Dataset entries
....
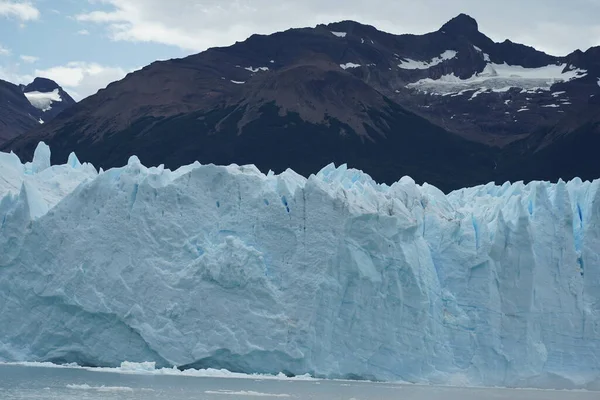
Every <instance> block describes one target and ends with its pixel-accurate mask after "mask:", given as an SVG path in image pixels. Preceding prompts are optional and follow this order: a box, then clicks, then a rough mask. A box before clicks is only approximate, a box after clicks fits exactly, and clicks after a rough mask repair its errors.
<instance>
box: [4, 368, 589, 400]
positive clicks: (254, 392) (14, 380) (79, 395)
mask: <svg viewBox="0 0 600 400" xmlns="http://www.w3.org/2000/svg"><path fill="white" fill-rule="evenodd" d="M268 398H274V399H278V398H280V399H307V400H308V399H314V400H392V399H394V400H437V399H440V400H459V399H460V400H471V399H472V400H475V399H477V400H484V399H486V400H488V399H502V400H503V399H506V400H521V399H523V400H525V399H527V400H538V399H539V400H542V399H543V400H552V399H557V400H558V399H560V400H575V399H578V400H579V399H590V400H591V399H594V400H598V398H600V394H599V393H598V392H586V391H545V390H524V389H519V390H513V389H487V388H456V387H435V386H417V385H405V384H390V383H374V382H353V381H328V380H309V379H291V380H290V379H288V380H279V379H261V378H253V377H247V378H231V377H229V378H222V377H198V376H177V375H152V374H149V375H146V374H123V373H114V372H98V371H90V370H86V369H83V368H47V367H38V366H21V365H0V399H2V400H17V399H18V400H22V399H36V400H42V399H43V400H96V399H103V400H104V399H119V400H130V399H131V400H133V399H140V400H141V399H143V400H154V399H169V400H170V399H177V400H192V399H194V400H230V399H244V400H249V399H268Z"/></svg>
....
### What to produce
Wherever the word "instance" occurs in the data above, copy the line it sits in.

### Written response
Every <instance> block describes one target and ends with its pixel-accurate mask after "mask:", given as an SVG path in image pixels. Preceding prompts are optional and follow this order: a box, then clicks, then a rough mask. A box before clicks is only approximate, a box after clicks fits exactly, and clicks after a rough mask repair its errors.
<instance>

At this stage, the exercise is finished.